The Raiders signed Demarcus Robinson within the first week of free agency and picked up Keelan Cole two days before they traded Edwards, so expect those two veterans to battle for the vacancy.
Since 2017, Cole has racked up more catches (187), receiving yards (2,691) and touchdowns (13) than Robinson (145 receptions for 1,679 yards and 14 touchdowns).
But Robinson has been the fourth or fifth pass-catching option in each of the last five years with the Kansas City Chiefs. Cole finished with the second-most targets in two out of four campaigns with the Jacksonville Jaguars (2017 and 2020), which certainly helped boost his receiving numbers.
Based on the timing of Cole’s arrival and Edwards’ departure, the Raiders may have big plans for the former though.
What’s Clelin Ferrell’s role?
Though Clelin Ferrell will likely settle for a backup position, many wonder about his role and if he can salvage a disappointing tenure with the Silver and Black.

Source data:
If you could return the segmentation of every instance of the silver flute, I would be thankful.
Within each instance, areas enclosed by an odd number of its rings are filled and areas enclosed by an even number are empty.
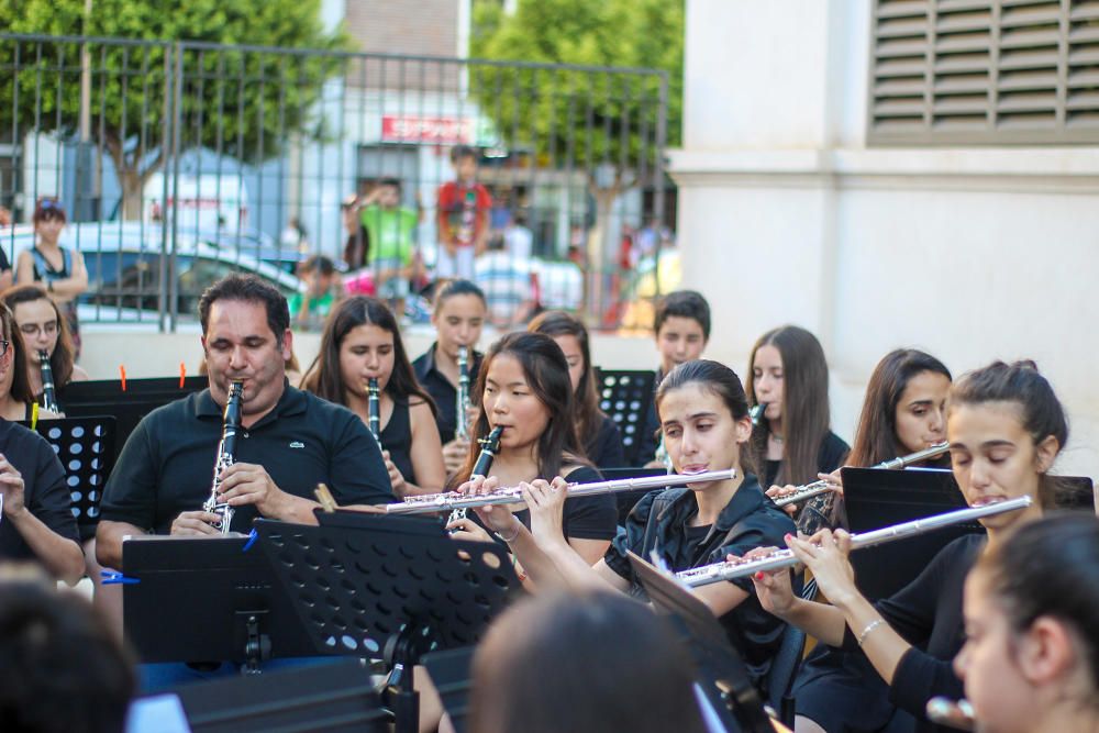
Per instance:
[[[701,474],[670,474],[668,476],[645,476],[643,478],[623,478],[613,481],[592,481],[590,484],[569,484],[569,498],[595,497],[619,491],[635,491],[641,489],[659,489],[665,486],[686,486],[702,481],[724,481],[735,478],[736,469],[708,470]],[[387,514],[426,514],[429,512],[454,509],[474,509],[475,507],[495,507],[498,504],[523,503],[523,492],[518,486],[500,488],[491,493],[466,495],[457,491],[443,493],[424,493],[418,497],[406,497],[402,503],[386,504]]]
[[[915,453],[910,453],[907,456],[900,456],[897,458],[891,458],[890,460],[882,460],[881,463],[870,466],[870,468],[904,468],[911,466],[912,464],[918,464],[921,460],[928,460],[929,458],[934,458],[941,456],[951,449],[950,443],[935,443],[930,448],[924,448],[923,451],[917,451]],[[830,491],[828,479],[820,479],[819,481],[813,481],[812,484],[806,484],[804,486],[799,486],[793,492],[786,495],[785,497],[779,497],[775,499],[776,507],[786,507],[787,504],[796,504],[799,501],[804,501],[810,497],[815,497],[825,491]]]
[[[454,435],[469,440],[469,348],[466,346],[458,346],[458,393],[454,408]]]
[[[474,464],[474,469],[469,474],[469,478],[473,479],[475,476],[480,476],[482,478],[488,478],[488,471],[492,468],[492,462],[496,459],[496,454],[500,452],[500,436],[503,435],[503,427],[493,427],[492,432],[488,434],[488,437],[482,437],[478,443],[480,443],[481,452],[477,455],[477,462]],[[458,507],[451,511],[449,518],[447,518],[446,523],[457,522],[458,520],[466,518],[466,508]]]
[[[977,730],[977,721],[973,714],[973,706],[968,700],[955,702],[948,698],[931,698],[925,708],[928,719],[932,723],[946,725],[957,731]]]
[[[227,503],[218,501],[221,493],[221,471],[234,463],[236,451],[236,432],[241,429],[241,395],[244,384],[234,381],[229,386],[229,399],[225,400],[225,420],[221,430],[221,443],[218,445],[218,462],[213,465],[213,486],[210,487],[210,498],[202,504],[202,511],[218,514],[218,521],[211,522],[215,530],[229,534],[229,525],[233,523],[235,511]]]
[[[981,517],[991,517],[992,514],[1002,514],[1004,512],[1026,509],[1031,506],[1031,503],[1033,503],[1033,500],[1030,497],[1019,497],[1018,499],[996,501],[980,507],[958,509],[956,511],[935,514],[933,517],[926,517],[911,522],[892,524],[890,526],[886,526],[880,530],[873,530],[870,532],[859,532],[851,535],[851,548],[862,549],[863,547],[873,547],[874,545],[879,545],[891,540],[900,540],[901,537],[923,534],[924,532],[930,532],[931,530],[937,530],[952,524],[962,524],[963,522],[969,522],[975,519],[980,519]],[[768,555],[764,555],[763,557],[726,560],[723,563],[713,563],[712,565],[703,565],[702,567],[696,567],[689,570],[682,570],[677,573],[676,577],[687,586],[698,588],[699,586],[708,586],[713,582],[721,582],[722,580],[747,578],[756,573],[766,573],[769,570],[779,570],[781,568],[792,567],[798,563],[799,560],[793,555],[792,549],[778,549]]]
[[[62,408],[57,404],[57,390],[54,387],[54,369],[49,366],[49,354],[40,351],[38,364],[42,366],[42,409],[60,414]]]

Task set:
a – Do the following statements agree with the Raiders page excerpt? Answer yes or no for each, quoting the words of the text that decide it.
(i) The Raiders signed Demarcus Robinson within the first week of free agency.
(ii) Keelan Cole played his earlier seasons with the Kansas City Chiefs.
(iii) The Raiders picked up Keelan Cole after they traded Edwards.
b – According to the Raiders page excerpt, in which two seasons did Cole finish with the second-most targets for the Jacksonville Jaguars?

Solution list:
a –
(i) Yes: "The Raiders signed Demarcus Robinson within the first week of free agency"
(ii) No: "Cole finished with the second-most targets in two out of four campaigns with the Jacksonville Jaguars"
(iii) No: "picked up Keelan Cole two days before they traded Edwards"

b – 2017 and 2020.